• [Goal of the exercise]: Your answer must be an exact copy of the data, without any pictures.

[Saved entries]

──────────

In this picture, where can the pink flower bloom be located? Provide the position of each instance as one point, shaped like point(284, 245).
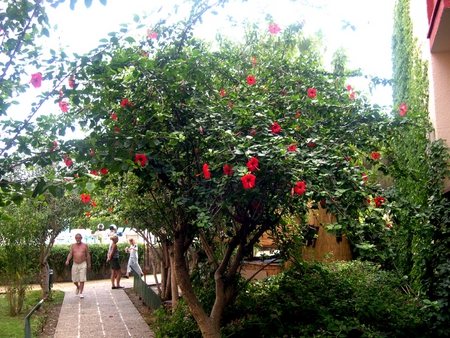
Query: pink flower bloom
point(275, 128)
point(402, 109)
point(72, 82)
point(248, 181)
point(36, 80)
point(141, 159)
point(252, 165)
point(312, 92)
point(274, 29)
point(228, 170)
point(64, 106)
point(126, 102)
point(85, 198)
point(206, 172)
point(151, 34)
point(300, 188)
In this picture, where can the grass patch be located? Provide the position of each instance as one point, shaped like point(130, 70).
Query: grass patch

──────────

• [Solution below]:
In this picture, where can the pink flower bloom be located? Provide the position of each instance as one point, shaped like point(284, 245).
Query: pink flower bloom
point(275, 128)
point(402, 109)
point(72, 82)
point(248, 181)
point(36, 80)
point(141, 159)
point(252, 165)
point(312, 92)
point(274, 29)
point(228, 170)
point(64, 106)
point(126, 102)
point(85, 198)
point(206, 172)
point(151, 34)
point(300, 188)
In this picture, where can the grass patch be located? Provide the position of each instance as one point, shaped like point(130, 70).
Query: grass patch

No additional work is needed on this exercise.